*Prompt:*
Extract the data exactly, missing nothing.

(Rows from a dataset)
--- START ---

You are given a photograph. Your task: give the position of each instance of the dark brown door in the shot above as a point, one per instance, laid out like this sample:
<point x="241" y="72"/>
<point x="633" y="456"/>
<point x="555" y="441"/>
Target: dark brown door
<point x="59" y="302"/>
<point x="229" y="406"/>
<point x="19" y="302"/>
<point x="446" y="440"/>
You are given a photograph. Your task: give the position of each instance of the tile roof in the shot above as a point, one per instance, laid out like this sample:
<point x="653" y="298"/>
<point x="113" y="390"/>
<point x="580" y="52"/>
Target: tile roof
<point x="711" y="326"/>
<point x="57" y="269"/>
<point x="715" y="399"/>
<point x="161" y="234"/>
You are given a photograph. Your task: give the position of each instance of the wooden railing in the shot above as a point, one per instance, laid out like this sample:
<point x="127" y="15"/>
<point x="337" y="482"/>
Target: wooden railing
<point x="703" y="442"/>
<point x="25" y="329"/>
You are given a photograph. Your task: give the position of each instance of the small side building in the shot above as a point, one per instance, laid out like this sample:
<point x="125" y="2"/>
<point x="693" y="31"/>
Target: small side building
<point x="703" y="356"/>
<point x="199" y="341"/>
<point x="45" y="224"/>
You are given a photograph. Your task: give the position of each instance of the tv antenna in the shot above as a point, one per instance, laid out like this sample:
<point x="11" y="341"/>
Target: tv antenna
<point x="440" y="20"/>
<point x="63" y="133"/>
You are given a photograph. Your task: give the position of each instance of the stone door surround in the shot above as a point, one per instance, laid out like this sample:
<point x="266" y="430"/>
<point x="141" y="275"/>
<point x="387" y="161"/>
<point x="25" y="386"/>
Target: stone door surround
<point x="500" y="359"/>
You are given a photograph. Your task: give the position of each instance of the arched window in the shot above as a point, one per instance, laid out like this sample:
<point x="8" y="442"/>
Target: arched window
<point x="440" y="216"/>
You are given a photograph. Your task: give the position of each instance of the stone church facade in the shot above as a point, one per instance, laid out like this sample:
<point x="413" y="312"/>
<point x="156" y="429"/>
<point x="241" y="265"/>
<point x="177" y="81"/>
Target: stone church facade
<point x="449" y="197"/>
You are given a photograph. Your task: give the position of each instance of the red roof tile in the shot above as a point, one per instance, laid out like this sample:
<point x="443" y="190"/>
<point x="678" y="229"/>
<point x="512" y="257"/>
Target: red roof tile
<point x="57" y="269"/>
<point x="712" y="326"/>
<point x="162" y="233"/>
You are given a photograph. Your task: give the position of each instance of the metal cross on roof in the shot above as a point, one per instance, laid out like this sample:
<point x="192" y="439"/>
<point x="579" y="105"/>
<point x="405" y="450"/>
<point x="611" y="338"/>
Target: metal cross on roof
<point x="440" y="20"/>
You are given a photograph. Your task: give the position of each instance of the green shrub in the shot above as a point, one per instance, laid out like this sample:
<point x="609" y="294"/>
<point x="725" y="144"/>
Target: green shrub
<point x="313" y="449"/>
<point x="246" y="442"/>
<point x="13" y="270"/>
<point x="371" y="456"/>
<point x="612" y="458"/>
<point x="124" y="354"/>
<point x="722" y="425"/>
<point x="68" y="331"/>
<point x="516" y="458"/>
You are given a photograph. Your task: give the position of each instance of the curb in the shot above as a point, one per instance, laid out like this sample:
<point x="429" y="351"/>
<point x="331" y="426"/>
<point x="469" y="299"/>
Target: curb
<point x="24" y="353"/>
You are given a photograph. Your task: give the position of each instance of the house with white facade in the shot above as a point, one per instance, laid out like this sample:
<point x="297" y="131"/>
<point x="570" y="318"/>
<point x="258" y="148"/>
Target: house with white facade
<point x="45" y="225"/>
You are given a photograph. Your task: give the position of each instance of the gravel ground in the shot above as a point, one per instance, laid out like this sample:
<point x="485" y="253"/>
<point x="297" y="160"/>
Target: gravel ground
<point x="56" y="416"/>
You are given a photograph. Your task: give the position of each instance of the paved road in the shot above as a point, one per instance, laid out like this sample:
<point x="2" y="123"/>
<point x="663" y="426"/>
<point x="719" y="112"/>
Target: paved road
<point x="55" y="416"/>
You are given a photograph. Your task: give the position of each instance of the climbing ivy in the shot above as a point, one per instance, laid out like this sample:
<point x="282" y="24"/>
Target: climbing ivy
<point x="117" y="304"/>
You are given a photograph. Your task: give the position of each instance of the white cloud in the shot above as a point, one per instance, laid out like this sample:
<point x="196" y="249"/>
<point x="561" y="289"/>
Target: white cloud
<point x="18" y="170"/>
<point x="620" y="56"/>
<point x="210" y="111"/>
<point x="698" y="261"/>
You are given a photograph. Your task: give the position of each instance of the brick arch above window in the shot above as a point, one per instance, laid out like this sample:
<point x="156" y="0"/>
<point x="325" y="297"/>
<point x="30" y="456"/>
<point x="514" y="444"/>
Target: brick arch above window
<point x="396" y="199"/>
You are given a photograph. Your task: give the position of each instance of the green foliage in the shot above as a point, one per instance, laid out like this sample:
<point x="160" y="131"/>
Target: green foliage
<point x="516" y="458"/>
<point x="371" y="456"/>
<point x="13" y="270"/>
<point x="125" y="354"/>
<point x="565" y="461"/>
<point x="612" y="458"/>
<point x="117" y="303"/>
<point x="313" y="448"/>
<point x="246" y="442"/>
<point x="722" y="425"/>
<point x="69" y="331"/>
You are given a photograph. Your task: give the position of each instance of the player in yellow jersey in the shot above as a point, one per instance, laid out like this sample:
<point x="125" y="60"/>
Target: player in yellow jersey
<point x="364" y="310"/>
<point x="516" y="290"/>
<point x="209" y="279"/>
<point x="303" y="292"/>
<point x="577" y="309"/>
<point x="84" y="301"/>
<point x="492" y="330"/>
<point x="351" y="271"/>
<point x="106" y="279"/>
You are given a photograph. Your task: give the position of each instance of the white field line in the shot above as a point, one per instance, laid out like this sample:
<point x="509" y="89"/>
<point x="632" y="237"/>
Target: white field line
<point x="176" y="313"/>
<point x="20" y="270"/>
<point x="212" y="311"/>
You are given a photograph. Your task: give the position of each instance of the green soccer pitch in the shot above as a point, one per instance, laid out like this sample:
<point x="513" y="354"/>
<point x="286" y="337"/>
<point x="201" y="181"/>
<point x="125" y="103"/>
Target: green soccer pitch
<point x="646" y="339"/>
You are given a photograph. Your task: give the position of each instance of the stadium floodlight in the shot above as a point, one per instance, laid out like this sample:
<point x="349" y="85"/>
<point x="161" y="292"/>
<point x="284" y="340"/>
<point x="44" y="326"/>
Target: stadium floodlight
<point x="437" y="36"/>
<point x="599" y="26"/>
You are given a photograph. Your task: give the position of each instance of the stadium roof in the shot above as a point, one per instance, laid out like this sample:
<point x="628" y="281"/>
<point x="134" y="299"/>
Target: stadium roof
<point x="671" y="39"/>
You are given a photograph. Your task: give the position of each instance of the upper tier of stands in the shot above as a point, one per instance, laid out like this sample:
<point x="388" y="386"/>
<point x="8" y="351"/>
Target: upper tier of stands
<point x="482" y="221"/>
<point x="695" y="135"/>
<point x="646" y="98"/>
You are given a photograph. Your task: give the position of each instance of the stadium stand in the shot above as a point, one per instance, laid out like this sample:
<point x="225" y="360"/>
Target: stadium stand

--- END ---

*Solved problem:*
You are given a photograph. Your task: give the position of each instance of the dark brown door in the shot above as a point, one per instance, laid out like this sample:
<point x="241" y="72"/>
<point x="633" y="456"/>
<point x="555" y="441"/>
Target: dark brown door
<point x="59" y="302"/>
<point x="229" y="406"/>
<point x="19" y="302"/>
<point x="446" y="440"/>
You are given a photograph. Your task: give the position of each instance of the tile roof in the shot above as a point, one per instance, laid out like this sample:
<point x="653" y="298"/>
<point x="113" y="390"/>
<point x="580" y="52"/>
Target: tile roof
<point x="711" y="326"/>
<point x="57" y="269"/>
<point x="715" y="399"/>
<point x="161" y="234"/>
You are given a photograph. Your task: give the position of each instance of the wooden railing in the shot above as a point, one per instance, laid out like this sample:
<point x="127" y="15"/>
<point x="337" y="482"/>
Target: wooden railing
<point x="703" y="442"/>
<point x="25" y="329"/>
You are given a photograph. Your task: give the position of each instance of the small side building in the shot above as a point, one per instance, laid out like this sample:
<point x="125" y="2"/>
<point x="693" y="31"/>
Target: small side building
<point x="703" y="356"/>
<point x="199" y="341"/>
<point x="45" y="224"/>
You are given a photograph. Your task: give the position of each instance of the tv antenna in the shot above as a point, one per instance, laid out like this sample:
<point x="11" y="341"/>
Target: tv antenna
<point x="440" y="20"/>
<point x="63" y="133"/>
You are given a photograph. Your task: give the position of each instance of the stone door surround in the shot above as a point, one per instance, laid out like this sample:
<point x="266" y="430"/>
<point x="141" y="275"/>
<point x="387" y="161"/>
<point x="25" y="386"/>
Target: stone door surround
<point x="500" y="359"/>
You are given a photograph. Your task: give the position of each instance of the arched window in the shot above as a point, one per instance, laid out like this sample:
<point x="8" y="442"/>
Target: arched window
<point x="440" y="216"/>
You are given a photograph. Your task: give the position of each instance of the stone church facade in the shot above as a point, one per instance, laid out like this sample:
<point x="413" y="312"/>
<point x="156" y="429"/>
<point x="241" y="265"/>
<point x="177" y="81"/>
Target: stone church facade
<point x="449" y="197"/>
You are given a photograph. Your task: give the position of each instance of the red roof tile in the shot above as a point, one per instance, laid out like this sample:
<point x="443" y="190"/>
<point x="678" y="229"/>
<point x="512" y="257"/>
Target: red roof tile
<point x="57" y="269"/>
<point x="712" y="326"/>
<point x="162" y="233"/>
You are given a photograph. Your task: give the position of each instance of the metal cross on roof in the shot above as a point, one per instance, laid out like this sample:
<point x="192" y="439"/>
<point x="579" y="105"/>
<point x="405" y="450"/>
<point x="611" y="338"/>
Target: metal cross on roof
<point x="440" y="20"/>
You are given a photograph. Your task: give the position of each instance of the green shrub in the shot above as a point, one per instance, laid out like this sample:
<point x="609" y="294"/>
<point x="725" y="144"/>
Target: green shrub
<point x="313" y="449"/>
<point x="246" y="442"/>
<point x="13" y="270"/>
<point x="371" y="456"/>
<point x="612" y="458"/>
<point x="124" y="354"/>
<point x="722" y="425"/>
<point x="68" y="331"/>
<point x="516" y="458"/>
You are given a photograph. Your task: give the position of each instance of the curb in the shot above as a point, one per instance, laid out like this sample:
<point x="429" y="351"/>
<point x="331" y="426"/>
<point x="469" y="299"/>
Target: curb
<point x="24" y="353"/>
You are given a photograph. Your task: give the position of each instance of the house with white facade in the shot above as a point, one per instance, laid out like this sample:
<point x="297" y="131"/>
<point x="570" y="318"/>
<point x="258" y="148"/>
Target: house with white facade
<point x="45" y="225"/>
You are given a photograph. Your task: give the position of each instance of the gravel ground in the shot above as a point, one per instance, laid out like this sample:
<point x="485" y="253"/>
<point x="297" y="160"/>
Target: gravel ground
<point x="56" y="416"/>
You are given a photograph. Your task: give the position of each instance of the paved road in the shot above as a point, one per instance, laid out like this sample:
<point x="2" y="123"/>
<point x="663" y="426"/>
<point x="719" y="112"/>
Target: paved road
<point x="55" y="416"/>
You are given a photograph. Your task: give the position of each instance of the climbing ivy in the shot above as a point, one per instance, laid out like this sample:
<point x="282" y="24"/>
Target: climbing ivy
<point x="117" y="304"/>
You are given a photograph. Your task: give the position of each instance of the white cloud in the shot above as a point, one per instance, laid out like this sample:
<point x="196" y="249"/>
<point x="561" y="289"/>
Target: white cloud
<point x="18" y="170"/>
<point x="620" y="56"/>
<point x="210" y="111"/>
<point x="698" y="261"/>
You are given a photograph. Your task: give the position of each instance of the brick arch above window in the shot above as a point, one per instance, laid out like this sample:
<point x="156" y="0"/>
<point x="325" y="297"/>
<point x="30" y="456"/>
<point x="514" y="444"/>
Target: brick arch above window
<point x="396" y="199"/>
You are given a photograph. Your task: give the position of each instance of the green foliage in the shot above as a point, one per instance, laid out like this sample:
<point x="160" y="131"/>
Target: green foliage
<point x="516" y="458"/>
<point x="371" y="456"/>
<point x="13" y="270"/>
<point x="125" y="354"/>
<point x="565" y="461"/>
<point x="612" y="458"/>
<point x="117" y="303"/>
<point x="313" y="448"/>
<point x="246" y="442"/>
<point x="722" y="425"/>
<point x="69" y="331"/>
You are given a photograph. Your task: give the position of each instance of the player in yellow jersey in the shot above as a point, one per instance, laid out like this sample:
<point x="125" y="60"/>
Target: player in yellow jersey
<point x="364" y="310"/>
<point x="516" y="290"/>
<point x="209" y="279"/>
<point x="303" y="292"/>
<point x="577" y="309"/>
<point x="84" y="301"/>
<point x="492" y="330"/>
<point x="351" y="271"/>
<point x="106" y="279"/>
You are given a photograph. Your task: give the position of each instance of the white field line in the shot above as a point, one per instance, laid out like this sample:
<point x="509" y="89"/>
<point x="632" y="237"/>
Target: white field line
<point x="176" y="313"/>
<point x="20" y="270"/>
<point x="212" y="311"/>
You are given a photograph. Your task: give the position of each instance of the green soccer pitch in the shot above as a point, one per instance, laid out like this sample:
<point x="513" y="354"/>
<point x="286" y="337"/>
<point x="201" y="181"/>
<point x="125" y="103"/>
Target: green soccer pitch
<point x="646" y="339"/>
You are given a photograph. Your task: give the position of each instance of the stadium floodlight in the shot above as a point, one per instance, laid out like this sample:
<point x="349" y="85"/>
<point x="161" y="292"/>
<point x="284" y="340"/>
<point x="44" y="326"/>
Target: stadium floodlight
<point x="437" y="36"/>
<point x="599" y="26"/>
You are given a photograph. Your task: give the position of each instance of the stadium roof in the shot above as a point, one per instance, laid out like this sample:
<point x="628" y="281"/>
<point x="134" y="299"/>
Target: stadium roof
<point x="671" y="39"/>
You are given a photograph. Your task: give the position of each instance of the upper tier of stands in the shot above as a point, one per instance, laid out like this sample:
<point x="388" y="386"/>
<point x="8" y="351"/>
Target: upper tier of stands
<point x="482" y="221"/>
<point x="695" y="135"/>
<point x="646" y="98"/>
You are given a photograph. Your task: give the position of each instance of the stadium stand in the shot above as a point, one per instance, laid out like this sample:
<point x="225" y="360"/>
Target: stadium stand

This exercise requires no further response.